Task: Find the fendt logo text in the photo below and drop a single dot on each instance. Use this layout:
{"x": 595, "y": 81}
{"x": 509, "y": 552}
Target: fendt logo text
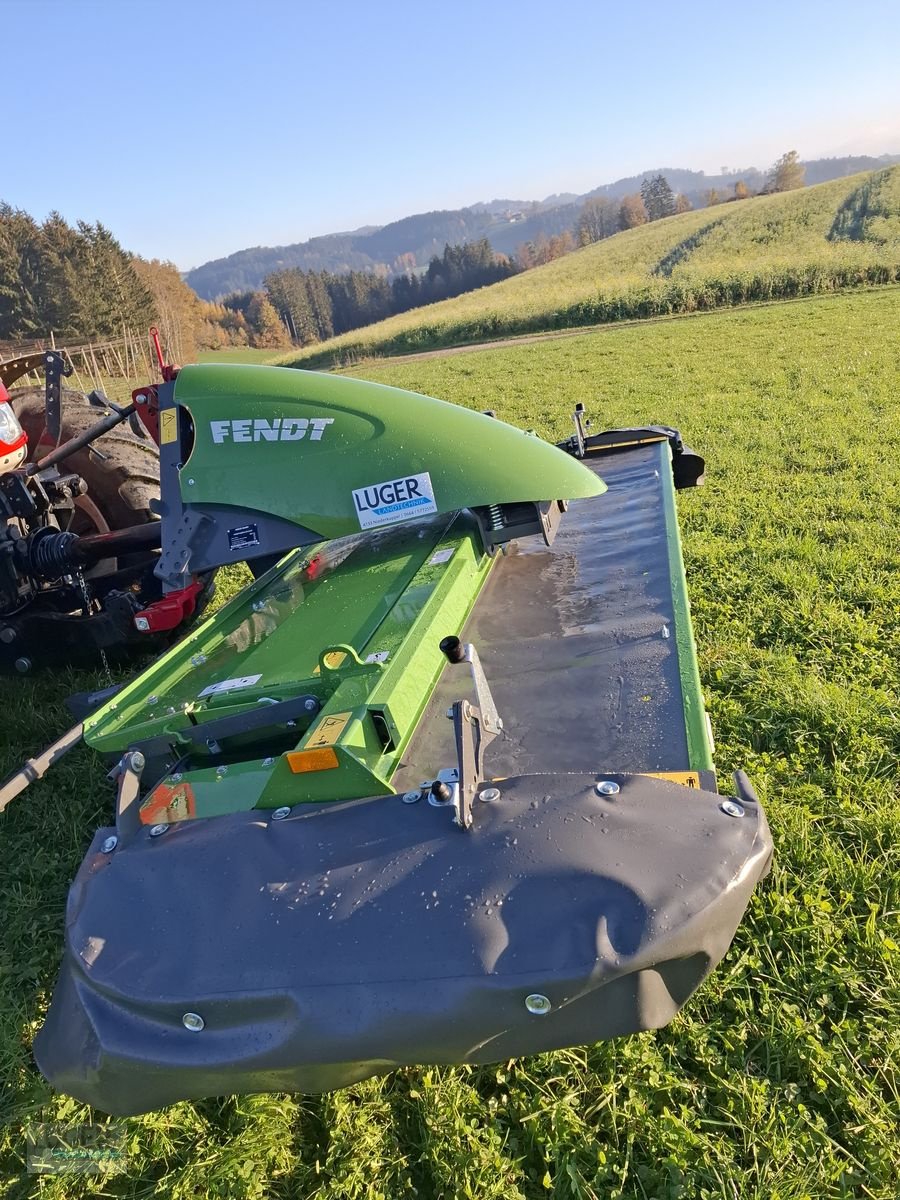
{"x": 281, "y": 429}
***
> **INSTRUCTION**: Output the data above as a Markdown table with the columns No. and Line, one row per line and blank lines omitted. Leave the pictures out.

> **FULL SOLUTION**:
| No. | Line |
|---|---|
| 1 | Task: Find the fendt logo text in the photo below and drop a single dot on each instance. Use this layout: |
| 2 | {"x": 595, "y": 81} |
| 3 | {"x": 509, "y": 552} |
| 4 | Target: fendt logo text |
| 5 | {"x": 281, "y": 429} |